== PROBLEM TO SOLVE ==
Rewrite every row below with each "photo" changed to "image" and nothing else altered, and leave the pictures out of your version.
-- begin --
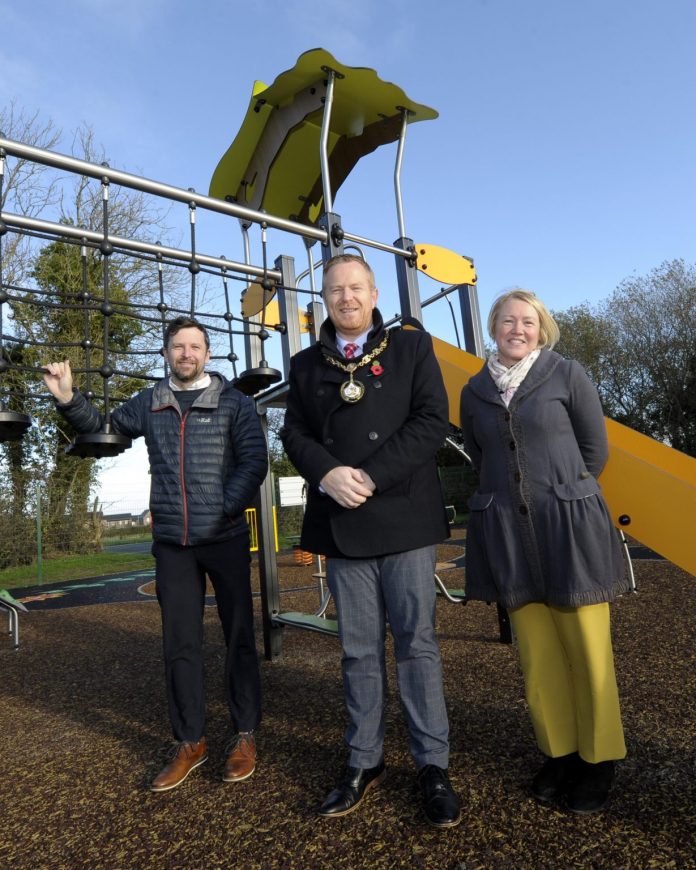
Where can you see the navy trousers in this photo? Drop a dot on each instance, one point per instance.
(180, 581)
(367, 592)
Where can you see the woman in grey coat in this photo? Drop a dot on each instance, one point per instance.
(542, 544)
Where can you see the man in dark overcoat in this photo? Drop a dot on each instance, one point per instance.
(366, 413)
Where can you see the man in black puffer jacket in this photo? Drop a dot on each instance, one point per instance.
-- end --
== ANSWER FOR THE TASK ==
Where can you see the navy trousers in this image? Drop a dot on each instance, one point per instance.
(180, 581)
(367, 592)
Where can you see the woman in grey coat in this image? Drop a dot on each instance, one point per instance.
(542, 544)
Where can you see the man in dark overcoat in this image? Drop a dot on each instance, one point per instance.
(366, 413)
Where can you see the man in black puffer jacket in this image? Drop a dot on each instance, one point per instance.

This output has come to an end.